— Problem description —
Put every line of the entries below into a Markdown table with the columns "Row" and "Line". Number each row and leave out blank lines.
— BEGIN Entries provided —
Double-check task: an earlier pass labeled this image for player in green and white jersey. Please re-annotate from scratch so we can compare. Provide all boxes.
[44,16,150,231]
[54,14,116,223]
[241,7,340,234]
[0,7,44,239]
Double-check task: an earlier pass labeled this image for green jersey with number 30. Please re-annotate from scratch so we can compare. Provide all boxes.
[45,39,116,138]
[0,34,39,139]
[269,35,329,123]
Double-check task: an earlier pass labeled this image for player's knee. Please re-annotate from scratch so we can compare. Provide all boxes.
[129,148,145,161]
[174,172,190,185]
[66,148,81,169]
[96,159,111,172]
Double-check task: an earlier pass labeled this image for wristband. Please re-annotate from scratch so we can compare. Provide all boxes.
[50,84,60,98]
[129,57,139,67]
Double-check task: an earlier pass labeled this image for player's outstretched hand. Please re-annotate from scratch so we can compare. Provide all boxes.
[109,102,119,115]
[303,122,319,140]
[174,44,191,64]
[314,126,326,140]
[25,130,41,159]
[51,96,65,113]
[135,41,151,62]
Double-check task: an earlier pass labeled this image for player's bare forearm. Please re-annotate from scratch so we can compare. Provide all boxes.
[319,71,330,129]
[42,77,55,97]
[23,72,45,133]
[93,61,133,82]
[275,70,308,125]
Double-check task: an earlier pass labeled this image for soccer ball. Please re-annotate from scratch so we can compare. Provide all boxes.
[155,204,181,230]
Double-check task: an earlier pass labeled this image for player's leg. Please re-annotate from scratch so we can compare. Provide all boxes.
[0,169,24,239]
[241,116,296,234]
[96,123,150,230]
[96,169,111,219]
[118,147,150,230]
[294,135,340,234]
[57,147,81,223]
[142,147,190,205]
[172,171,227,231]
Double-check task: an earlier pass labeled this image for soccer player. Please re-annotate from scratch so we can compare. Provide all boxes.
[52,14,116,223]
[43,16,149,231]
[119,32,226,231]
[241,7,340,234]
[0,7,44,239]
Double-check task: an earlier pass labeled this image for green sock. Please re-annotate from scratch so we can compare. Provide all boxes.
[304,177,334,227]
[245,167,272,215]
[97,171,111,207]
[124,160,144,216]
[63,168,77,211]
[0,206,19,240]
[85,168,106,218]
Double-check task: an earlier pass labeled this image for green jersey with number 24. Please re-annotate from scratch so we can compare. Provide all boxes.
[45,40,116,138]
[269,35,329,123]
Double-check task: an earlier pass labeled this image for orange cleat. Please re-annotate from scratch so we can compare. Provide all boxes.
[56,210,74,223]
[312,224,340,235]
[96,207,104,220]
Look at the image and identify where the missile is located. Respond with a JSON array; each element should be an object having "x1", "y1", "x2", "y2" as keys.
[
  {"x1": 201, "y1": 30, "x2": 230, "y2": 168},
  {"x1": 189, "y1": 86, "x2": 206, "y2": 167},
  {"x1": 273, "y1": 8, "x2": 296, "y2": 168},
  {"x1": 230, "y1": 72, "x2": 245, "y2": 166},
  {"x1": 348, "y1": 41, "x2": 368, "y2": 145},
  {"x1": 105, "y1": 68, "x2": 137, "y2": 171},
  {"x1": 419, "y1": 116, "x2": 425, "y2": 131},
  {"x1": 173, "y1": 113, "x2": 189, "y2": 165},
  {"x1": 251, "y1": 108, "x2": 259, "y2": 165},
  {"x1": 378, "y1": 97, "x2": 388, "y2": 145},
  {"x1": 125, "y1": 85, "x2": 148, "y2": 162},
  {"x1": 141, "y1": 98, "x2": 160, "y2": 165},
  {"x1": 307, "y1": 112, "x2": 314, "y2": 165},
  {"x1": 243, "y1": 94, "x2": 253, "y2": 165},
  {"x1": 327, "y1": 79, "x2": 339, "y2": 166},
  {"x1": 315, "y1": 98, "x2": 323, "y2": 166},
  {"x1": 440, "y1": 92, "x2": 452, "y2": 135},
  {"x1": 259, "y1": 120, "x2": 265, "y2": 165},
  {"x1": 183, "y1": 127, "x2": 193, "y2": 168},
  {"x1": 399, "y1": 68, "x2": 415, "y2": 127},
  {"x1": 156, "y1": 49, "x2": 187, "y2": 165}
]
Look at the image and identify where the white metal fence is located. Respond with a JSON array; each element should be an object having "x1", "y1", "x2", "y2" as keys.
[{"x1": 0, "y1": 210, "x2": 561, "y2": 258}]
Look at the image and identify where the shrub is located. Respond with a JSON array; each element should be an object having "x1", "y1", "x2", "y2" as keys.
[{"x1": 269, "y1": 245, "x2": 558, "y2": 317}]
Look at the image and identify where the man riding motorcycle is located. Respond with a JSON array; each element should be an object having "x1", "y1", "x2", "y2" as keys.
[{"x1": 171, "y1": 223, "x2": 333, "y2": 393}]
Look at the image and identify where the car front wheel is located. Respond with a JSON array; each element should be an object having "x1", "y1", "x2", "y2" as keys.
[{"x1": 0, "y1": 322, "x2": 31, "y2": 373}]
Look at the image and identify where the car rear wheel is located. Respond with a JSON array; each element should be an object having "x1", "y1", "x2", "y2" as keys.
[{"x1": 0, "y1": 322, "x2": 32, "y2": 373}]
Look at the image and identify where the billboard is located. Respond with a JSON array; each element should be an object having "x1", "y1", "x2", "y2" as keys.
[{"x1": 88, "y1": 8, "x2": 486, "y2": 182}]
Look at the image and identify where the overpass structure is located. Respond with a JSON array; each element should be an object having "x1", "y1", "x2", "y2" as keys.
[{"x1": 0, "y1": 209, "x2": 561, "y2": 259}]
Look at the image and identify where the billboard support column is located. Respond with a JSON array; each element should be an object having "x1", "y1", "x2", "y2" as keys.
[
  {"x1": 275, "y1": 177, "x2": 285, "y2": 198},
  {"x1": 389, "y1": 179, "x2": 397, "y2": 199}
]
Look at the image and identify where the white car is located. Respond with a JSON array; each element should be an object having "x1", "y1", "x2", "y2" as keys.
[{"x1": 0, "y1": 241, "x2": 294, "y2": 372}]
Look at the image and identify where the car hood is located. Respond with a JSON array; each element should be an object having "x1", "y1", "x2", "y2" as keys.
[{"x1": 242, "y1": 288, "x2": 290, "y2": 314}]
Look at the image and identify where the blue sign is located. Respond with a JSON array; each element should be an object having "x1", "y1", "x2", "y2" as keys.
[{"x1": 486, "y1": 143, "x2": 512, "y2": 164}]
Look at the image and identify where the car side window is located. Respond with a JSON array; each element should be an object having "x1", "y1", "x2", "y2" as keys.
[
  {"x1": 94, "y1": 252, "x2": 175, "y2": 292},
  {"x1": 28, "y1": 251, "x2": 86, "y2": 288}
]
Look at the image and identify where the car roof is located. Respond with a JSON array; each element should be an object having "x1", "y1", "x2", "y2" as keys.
— END Entries provided —
— Solution to this task —
| Row | Line |
|---|---|
| 1 | Double-check task: an earlier pass labeled this image for player in green and white jersey. Please re-annotate from scratch so we can compare. Provide all boxes. |
| 2 | [44,16,150,231] |
| 3 | [54,14,116,223] |
| 4 | [241,7,340,234] |
| 5 | [0,7,44,239] |
| 6 | Double-check task: an earlier pass labeled this image for green jersey with number 30. Please re-annotate from scratch so we can compare. Provide all boxes. |
| 7 | [45,39,116,138] |
| 8 | [0,34,39,139] |
| 9 | [269,35,329,123] |
| 10 | Double-check task: an earlier pass labeled this image for player's knee. Please re-annotate from scratch so we can compare. Provide all boxes. |
| 11 | [129,148,145,161] |
| 12 | [174,172,190,185] |
| 13 | [66,148,81,169] |
| 14 | [96,159,111,172] |
| 15 | Double-check task: an earlier pass labeled this image for wristband. Please re-annotate from scratch so we can compare. Provide all boxes. |
| 16 | [50,84,60,98] |
| 17 | [129,57,139,67] |
| 18 | Double-check task: an earlier pass labeled this image for player's outstretched hand. Please re-annotate from scratch so we can compare. Provide all boxes. |
| 19 | [109,102,119,115] |
| 20 | [303,122,319,140] |
| 21 | [174,44,191,64] |
| 22 | [314,126,326,140] |
| 23 | [25,130,41,159] |
| 24 | [51,96,65,113] |
| 25 | [135,41,151,62] |
| 26 | Double-check task: an earlier pass labeled this image for player's bare forearm. Please re-annotate from scratch so we can compare. Provide all boxes. |
| 27 | [319,71,330,129] |
| 28 | [42,77,55,97] |
| 29 | [23,72,45,133] |
| 30 | [93,61,133,82] |
| 31 | [275,70,308,125] |
| 32 | Double-check task: an earlier pass labeled this image for soccer ball. Please re-annotate from scratch so we can compare. Provide all boxes. |
| 33 | [155,204,181,230] |
| 34 | Double-check task: an earlier pass labeled this image for player's leg. Please re-annotate from scratch so we can compare. Provide all boxes. |
| 35 | [0,169,24,239] |
| 36 | [241,116,296,234] |
| 37 | [96,123,150,230] |
| 38 | [96,169,111,219] |
| 39 | [118,147,150,230] |
| 40 | [294,135,340,234] |
| 41 | [57,147,81,223] |
| 42 | [142,147,190,205] |
| 43 | [172,171,227,231] |
| 44 | Double-check task: an earlier pass labeled this image for soccer player. Please re-annotate from scratch so we can compare. Provide all boxes. |
| 45 | [52,14,116,223] |
| 46 | [43,16,149,231] |
| 47 | [119,32,226,231] |
| 48 | [241,7,340,234] |
| 49 | [0,7,44,239] |
| 50 | Double-check task: an earlier pass labeled this image for green sock. Please re-annotate from scratch so we can compare. Provide all boxes. |
| 51 | [304,177,334,227] |
| 52 | [245,167,272,215] |
| 53 | [97,171,111,207] |
| 54 | [124,160,144,216] |
| 55 | [63,168,77,211] |
| 56 | [0,206,19,240] |
| 57 | [85,168,106,218] |
| 58 | Double-check task: an earlier pass labeled this image for green jersey with number 24. Please re-annotate from scratch so we can compare. Provide all boxes. |
| 59 | [45,40,116,138] |
| 60 | [269,35,329,123] |
| 61 | Double-check task: an earlier pass labeled this image for orange cleat. Please re-annotate from scratch so we can compare. Provide all boxes. |
| 62 | [56,210,74,223] |
| 63 | [312,224,340,235] |
| 64 | [96,207,104,220] |
| 65 | Look at the image and identify where the missile is located. Respond with a JSON array; each element should be an object having "x1", "y1", "x2", "y2" as keys. |
| 66 | [ |
| 67 |   {"x1": 201, "y1": 30, "x2": 230, "y2": 168}, |
| 68 |   {"x1": 189, "y1": 86, "x2": 206, "y2": 167}, |
| 69 |   {"x1": 273, "y1": 8, "x2": 296, "y2": 168}, |
| 70 |   {"x1": 230, "y1": 72, "x2": 245, "y2": 166}, |
| 71 |   {"x1": 348, "y1": 41, "x2": 368, "y2": 145}, |
| 72 |   {"x1": 105, "y1": 68, "x2": 137, "y2": 171}, |
| 73 |   {"x1": 419, "y1": 116, "x2": 425, "y2": 131}, |
| 74 |   {"x1": 173, "y1": 113, "x2": 189, "y2": 165}, |
| 75 |   {"x1": 251, "y1": 108, "x2": 259, "y2": 165}, |
| 76 |   {"x1": 378, "y1": 97, "x2": 388, "y2": 145}, |
| 77 |   {"x1": 125, "y1": 85, "x2": 148, "y2": 162}, |
| 78 |   {"x1": 141, "y1": 98, "x2": 160, "y2": 165}, |
| 79 |   {"x1": 307, "y1": 112, "x2": 314, "y2": 165}, |
| 80 |   {"x1": 243, "y1": 94, "x2": 253, "y2": 165}, |
| 81 |   {"x1": 327, "y1": 79, "x2": 339, "y2": 166}, |
| 82 |   {"x1": 315, "y1": 98, "x2": 323, "y2": 166}, |
| 83 |   {"x1": 440, "y1": 92, "x2": 452, "y2": 135}, |
| 84 |   {"x1": 259, "y1": 120, "x2": 265, "y2": 165}, |
| 85 |   {"x1": 183, "y1": 127, "x2": 193, "y2": 168}, |
| 86 |   {"x1": 399, "y1": 68, "x2": 415, "y2": 127}, |
| 87 |   {"x1": 156, "y1": 49, "x2": 187, "y2": 165} |
| 88 | ] |
| 89 | Look at the image and identify where the white metal fence is located. Respond with a JSON array; each element should be an object having "x1", "y1", "x2", "y2" as keys. |
| 90 | [{"x1": 0, "y1": 210, "x2": 561, "y2": 258}] |
| 91 | Look at the image and identify where the shrub is located. Respond with a JSON array; each element should be an object having "x1", "y1", "x2", "y2" as keys. |
| 92 | [{"x1": 269, "y1": 245, "x2": 558, "y2": 317}] |
| 93 | Look at the image and identify where the man riding motorcycle is located. Respond with a JSON array; each element should be an object having "x1", "y1", "x2", "y2" as keys. |
| 94 | [{"x1": 171, "y1": 223, "x2": 333, "y2": 393}] |
| 95 | Look at the image and identify where the car front wheel is located. Respond with a JSON array; each element should be an object having "x1", "y1", "x2", "y2" as keys. |
| 96 | [{"x1": 0, "y1": 322, "x2": 31, "y2": 373}] |
| 97 | Look at the image and identify where the car rear wheel is located. Respond with a JSON array; each element should be an object having "x1", "y1", "x2", "y2" as keys. |
| 98 | [{"x1": 0, "y1": 322, "x2": 32, "y2": 373}] |
| 99 | Look at the image and identify where the billboard is located. Respond with a JSON array; each element should be an object having "x1", "y1", "x2", "y2" as keys. |
| 100 | [{"x1": 88, "y1": 8, "x2": 486, "y2": 182}] |
| 101 | Look at the image and identify where the overpass structure is located. Respond with a JSON array; each element should be an object having "x1", "y1", "x2", "y2" as keys. |
| 102 | [{"x1": 0, "y1": 209, "x2": 561, "y2": 259}] |
| 103 | Look at the image and identify where the billboard support column is located. Respond with a JSON array; each element should be an object having "x1", "y1", "x2", "y2" as keys. |
| 104 | [ |
| 105 |   {"x1": 275, "y1": 177, "x2": 285, "y2": 198}, |
| 106 |   {"x1": 389, "y1": 179, "x2": 397, "y2": 199} |
| 107 | ] |
| 108 | Look at the image and identify where the white car is located. Respond with a JSON array; each element should be an object having "x1", "y1", "x2", "y2" as keys. |
| 109 | [{"x1": 0, "y1": 241, "x2": 294, "y2": 372}] |
| 110 | Look at the image and identify where the car hood is located. Respond with a JSON array; each element should be an object having "x1", "y1", "x2", "y2" as keys. |
| 111 | [{"x1": 242, "y1": 288, "x2": 290, "y2": 314}] |
| 112 | Look at the image and identify where the blue sign is located. Respond with a JSON array; each element should be an object having "x1", "y1", "x2", "y2" as keys. |
| 113 | [{"x1": 486, "y1": 143, "x2": 512, "y2": 164}] |
| 114 | Look at the image and identify where the car side window is located. Respond with a JSON array; each element should be an object having "x1", "y1", "x2", "y2" as keys. |
| 115 | [ |
| 116 |   {"x1": 94, "y1": 252, "x2": 175, "y2": 292}, |
| 117 |   {"x1": 28, "y1": 251, "x2": 86, "y2": 288} |
| 118 | ] |
| 119 | Look at the image and identify where the car roof is located. Respond with a JSON array; each element should be an object having "x1", "y1", "x2", "y2" as keys. |